(Items listed in a dataset)

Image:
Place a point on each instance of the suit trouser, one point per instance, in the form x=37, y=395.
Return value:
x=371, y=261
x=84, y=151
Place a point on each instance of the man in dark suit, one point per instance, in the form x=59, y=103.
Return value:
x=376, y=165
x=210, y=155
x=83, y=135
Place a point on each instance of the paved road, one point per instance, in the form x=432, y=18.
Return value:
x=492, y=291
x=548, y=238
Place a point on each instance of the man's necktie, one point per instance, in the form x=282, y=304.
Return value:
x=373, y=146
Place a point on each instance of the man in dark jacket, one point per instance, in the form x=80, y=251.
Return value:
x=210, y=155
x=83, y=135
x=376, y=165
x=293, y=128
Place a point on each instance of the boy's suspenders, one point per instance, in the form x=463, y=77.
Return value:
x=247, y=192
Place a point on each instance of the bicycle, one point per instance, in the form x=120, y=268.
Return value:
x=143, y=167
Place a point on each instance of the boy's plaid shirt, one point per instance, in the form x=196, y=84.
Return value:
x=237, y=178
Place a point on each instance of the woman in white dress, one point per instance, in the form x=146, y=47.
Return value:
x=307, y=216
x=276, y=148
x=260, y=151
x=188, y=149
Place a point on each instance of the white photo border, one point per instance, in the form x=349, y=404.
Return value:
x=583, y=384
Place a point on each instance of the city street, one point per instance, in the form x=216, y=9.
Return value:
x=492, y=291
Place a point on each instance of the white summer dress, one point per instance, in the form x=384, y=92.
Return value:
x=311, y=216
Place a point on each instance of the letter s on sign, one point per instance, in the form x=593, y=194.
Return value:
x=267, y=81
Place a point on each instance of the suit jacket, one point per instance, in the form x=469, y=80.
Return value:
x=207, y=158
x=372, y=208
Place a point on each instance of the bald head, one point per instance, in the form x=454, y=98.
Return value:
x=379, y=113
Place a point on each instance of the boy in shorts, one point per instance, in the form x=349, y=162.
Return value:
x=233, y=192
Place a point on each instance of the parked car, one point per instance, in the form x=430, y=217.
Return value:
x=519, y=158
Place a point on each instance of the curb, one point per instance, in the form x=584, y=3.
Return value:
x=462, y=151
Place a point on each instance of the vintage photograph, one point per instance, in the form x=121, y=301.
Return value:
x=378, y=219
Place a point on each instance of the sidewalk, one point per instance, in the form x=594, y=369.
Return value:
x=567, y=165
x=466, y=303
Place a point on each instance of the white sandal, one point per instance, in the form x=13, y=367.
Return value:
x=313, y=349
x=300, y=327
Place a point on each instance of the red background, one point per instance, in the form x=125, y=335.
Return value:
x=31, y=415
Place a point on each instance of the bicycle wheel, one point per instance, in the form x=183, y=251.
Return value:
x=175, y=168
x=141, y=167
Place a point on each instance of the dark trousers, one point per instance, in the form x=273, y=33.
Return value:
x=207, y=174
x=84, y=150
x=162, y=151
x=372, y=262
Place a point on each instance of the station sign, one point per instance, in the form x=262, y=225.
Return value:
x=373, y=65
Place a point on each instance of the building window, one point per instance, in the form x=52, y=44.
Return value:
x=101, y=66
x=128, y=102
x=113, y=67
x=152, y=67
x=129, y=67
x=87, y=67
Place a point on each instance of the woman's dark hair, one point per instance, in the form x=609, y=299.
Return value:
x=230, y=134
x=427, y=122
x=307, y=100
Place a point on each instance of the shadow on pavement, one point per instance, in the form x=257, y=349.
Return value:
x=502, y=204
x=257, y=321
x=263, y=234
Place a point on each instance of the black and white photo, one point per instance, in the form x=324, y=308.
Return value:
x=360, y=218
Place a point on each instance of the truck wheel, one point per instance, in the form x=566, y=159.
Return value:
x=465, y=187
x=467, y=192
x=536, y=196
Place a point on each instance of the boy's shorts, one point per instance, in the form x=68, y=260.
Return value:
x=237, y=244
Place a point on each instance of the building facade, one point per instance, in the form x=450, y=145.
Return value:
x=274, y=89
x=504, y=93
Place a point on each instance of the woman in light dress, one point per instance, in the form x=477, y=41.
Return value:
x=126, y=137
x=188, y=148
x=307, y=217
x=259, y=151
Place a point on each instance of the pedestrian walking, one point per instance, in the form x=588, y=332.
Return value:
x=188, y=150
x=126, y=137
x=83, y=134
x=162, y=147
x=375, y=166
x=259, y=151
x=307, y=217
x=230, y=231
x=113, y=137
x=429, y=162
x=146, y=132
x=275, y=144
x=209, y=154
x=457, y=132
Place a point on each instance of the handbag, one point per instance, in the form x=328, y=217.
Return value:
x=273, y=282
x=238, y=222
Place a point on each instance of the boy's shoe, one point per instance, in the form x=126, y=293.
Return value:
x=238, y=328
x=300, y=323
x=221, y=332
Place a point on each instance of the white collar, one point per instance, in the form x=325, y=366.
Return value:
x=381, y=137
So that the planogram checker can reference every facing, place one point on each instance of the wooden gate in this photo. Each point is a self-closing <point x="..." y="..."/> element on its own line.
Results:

- What you need to do -
Whatever the entries say, repeat all of them exactly.

- Response box -
Image:
Place a point on each instance of the suit trouser, one point per instance, in the form x=37, y=395.
Return value:
x=371, y=261
x=84, y=151
Place a point on each instance of the man in dark suit, one point per instance, in the form x=59, y=103.
Return value:
x=376, y=165
x=210, y=155
x=83, y=135
Place a point on each instance of the paved road, one point per instance, in the form x=432, y=18.
Return value:
x=492, y=291
x=548, y=238
Place a point on each instance of the man's necktie, one point per instance, in the form x=282, y=304.
Return value:
x=373, y=146
Place a point on each instance of the man in dark jacket, one point per instance, in the form x=80, y=251.
Return value:
x=210, y=155
x=83, y=135
x=376, y=165
x=293, y=128
Place a point on each instance of the boy's suspenders, one point per instance, in the form x=463, y=77.
Return value:
x=247, y=192
Place a point on each instance of the bicycle, one point per instance, in the form x=120, y=268.
Return value:
x=143, y=167
Place a point on each instance of the boy's plaid shirt, one point per instance, in the form x=196, y=84.
Return value:
x=237, y=178
Place a point on each instance of the woman in white dress, one point per instance, in the form x=146, y=47.
Return value:
x=307, y=216
x=276, y=148
x=260, y=151
x=188, y=149
Place a point on each instance of the white photo border, one point per instance, in the form x=349, y=404.
Return value:
x=583, y=384
Place a point on each instance of the city street, one point per instance, in the form x=216, y=9.
Return value:
x=492, y=291
Place a point on each instance of the white summer dress, one point per instance, in the form x=384, y=92.
Return value:
x=311, y=216
Place a point on each instance of the letter s on sign, one point per instance, in the form x=593, y=194.
Return value:
x=267, y=81
Place a point on each instance of the suit jacket, one point per instance, in the form x=469, y=80.
Return value:
x=207, y=158
x=372, y=208
Place a point on each instance of the bald head, one point per instance, in the form x=454, y=98.
Return value:
x=379, y=113
Place a point on each instance of the boy in shorts, one point per instance, in the form x=349, y=162.
Return value:
x=233, y=192
Place a point on each instance of the parked car, one point per instance, in the form x=430, y=217.
Return value:
x=519, y=158
Place a point on each instance of the curb, one point per instance, in the form x=584, y=3.
Return value:
x=462, y=151
Place a point on each instance of the vintage photograph, one point per instance, in the form x=121, y=301.
Return value:
x=378, y=219
Place a point on each instance of the sidewalk, one point per instance, in the form x=594, y=369.
Return value:
x=567, y=165
x=466, y=303
Place a point on each instance of the white sandal, one point per instance, in the form x=13, y=367.
Return value:
x=313, y=349
x=300, y=327
Place a point on each instance of the red background, one point per instance, in the form x=125, y=335.
Return value:
x=31, y=415
Place a point on each instance of the bicycle wheel, one point per instance, in the form x=183, y=251.
Return value:
x=175, y=168
x=141, y=167
Place a point on each instance of the dark trousers, one point per instance, in the form x=273, y=33.
Return value:
x=207, y=174
x=84, y=150
x=162, y=151
x=372, y=262
Place a point on each instance of the station sign, one point per instance, in the form x=262, y=225.
Return value:
x=373, y=65
Place a point on each instance of the building window, one point per instance, in the form x=52, y=44.
Return value:
x=101, y=66
x=128, y=102
x=113, y=67
x=152, y=67
x=129, y=67
x=87, y=67
Place a point on each instance of the woman's dark hair, one point per instance, in the form x=609, y=299.
Return value:
x=230, y=134
x=427, y=122
x=307, y=100
Place a point on each instance of the shadow on pavement, one point per instance, in the form x=257, y=349.
Return value:
x=502, y=204
x=257, y=321
x=263, y=234
Place a point on each instance of the black and white photo, one point per instance, in the form x=324, y=308.
Return value:
x=360, y=218
Place a point on each instance of the truck wheel, one point per instance, in the form x=566, y=159.
Return value:
x=465, y=187
x=467, y=192
x=536, y=196
Place a point on each instance of the boy's shorts, one point per instance, in the form x=68, y=260.
Return value:
x=237, y=244
Place a point on each instance of the building facade, one point per instance, in the form x=450, y=145.
Return value:
x=274, y=89
x=504, y=93
Place a point on each instance of the woman in light dress, one point per instance, in the form x=477, y=41.
Return value:
x=126, y=137
x=188, y=148
x=307, y=217
x=259, y=151
Place a point on each instance of the pedestrian walking, one point per instance, in the form x=588, y=332.
Return value:
x=188, y=150
x=126, y=137
x=83, y=134
x=162, y=147
x=375, y=166
x=259, y=151
x=307, y=217
x=230, y=231
x=113, y=137
x=429, y=162
x=146, y=132
x=275, y=144
x=209, y=154
x=457, y=132
Place a point on each instance of the handbag, one point per instance, in the form x=328, y=217.
Return value:
x=273, y=282
x=238, y=222
Place a point on each instance of the boy's shoe, one point per instance, in the form x=126, y=293.
Return value:
x=238, y=328
x=300, y=323
x=221, y=332
Place a point on each instance of the white collar, one point per instance, in the form x=325, y=366.
Return value:
x=381, y=137
So that the planogram checker can reference every facing, place one point on each instance of the wooden gate in this photo. Each point is a self-closing <point x="..." y="..."/> element on its own line.
Results:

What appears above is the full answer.